──────── STORED RECORDS
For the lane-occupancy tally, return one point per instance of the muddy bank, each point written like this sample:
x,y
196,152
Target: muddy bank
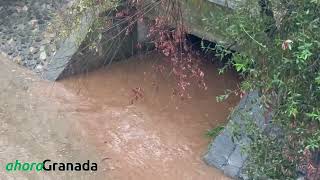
x,y
35,127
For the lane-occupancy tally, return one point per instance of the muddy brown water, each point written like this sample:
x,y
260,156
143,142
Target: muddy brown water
x,y
158,136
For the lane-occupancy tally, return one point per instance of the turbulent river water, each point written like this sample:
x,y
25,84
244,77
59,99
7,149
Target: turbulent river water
x,y
159,136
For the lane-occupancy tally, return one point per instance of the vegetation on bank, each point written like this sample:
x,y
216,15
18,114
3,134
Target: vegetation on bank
x,y
279,54
279,43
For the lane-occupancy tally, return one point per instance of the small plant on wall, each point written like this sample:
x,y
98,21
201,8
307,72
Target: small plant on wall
x,y
278,44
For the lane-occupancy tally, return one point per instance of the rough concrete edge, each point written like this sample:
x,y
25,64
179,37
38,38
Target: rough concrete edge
x,y
68,48
224,152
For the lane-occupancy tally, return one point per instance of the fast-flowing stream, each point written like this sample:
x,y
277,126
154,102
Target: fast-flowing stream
x,y
156,136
────────────────
### WORK INSTRUCTIONS
Please convert every line of the material above into a numbered list, skipping blank lines and leaving the pictures out.

### SOLUTION TO THE PROBLEM
1. For the lane-occupancy tally, return one point per instance of the muddy bank, each point written like this sample:
2. x,y
3. 196,152
4. Target: muddy bank
5. x,y
6. 35,127
7. For the lane-occupancy tally, return one point per instance of the muddy brown water, each point written like this sample:
8. x,y
9. 260,156
10. 143,142
11. Target: muddy brown water
12. x,y
13. 158,136
14. For the lane-occupancy tally, return one point per instance of the turbulent river water, each point written like this sample:
15. x,y
16. 25,84
17. 244,77
18. 59,99
19. 7,149
20. Target: turbulent river water
21. x,y
22. 159,136
23. For the lane-occupancy tally, return one point per instance of the vegetation on bank, each point written like this sample:
24. x,y
25. 216,15
26. 18,114
27. 3,134
28. Target: vegetation on bank
29. x,y
30. 279,54
31. 279,43
32. For the lane-occupancy tally, return one point per instance of the small plant on wall, each point written like this sample:
33. x,y
34. 98,21
35. 201,8
36. 307,72
37. Target: small plant on wall
38. x,y
39. 278,44
40. For the lane-occupancy tally, return one point per instance of the rough concrete edge, each point written like this sample:
41. x,y
42. 25,64
43. 179,37
44. 38,38
45. Target: rough concrete edge
46. x,y
47. 68,48
48. 224,152
49. For the lane-occupancy tally, return one point per instance of the fast-flowing stream, each point written like this sample:
50. x,y
51. 277,126
52. 154,102
53. Target: fast-flowing stream
54. x,y
55. 156,136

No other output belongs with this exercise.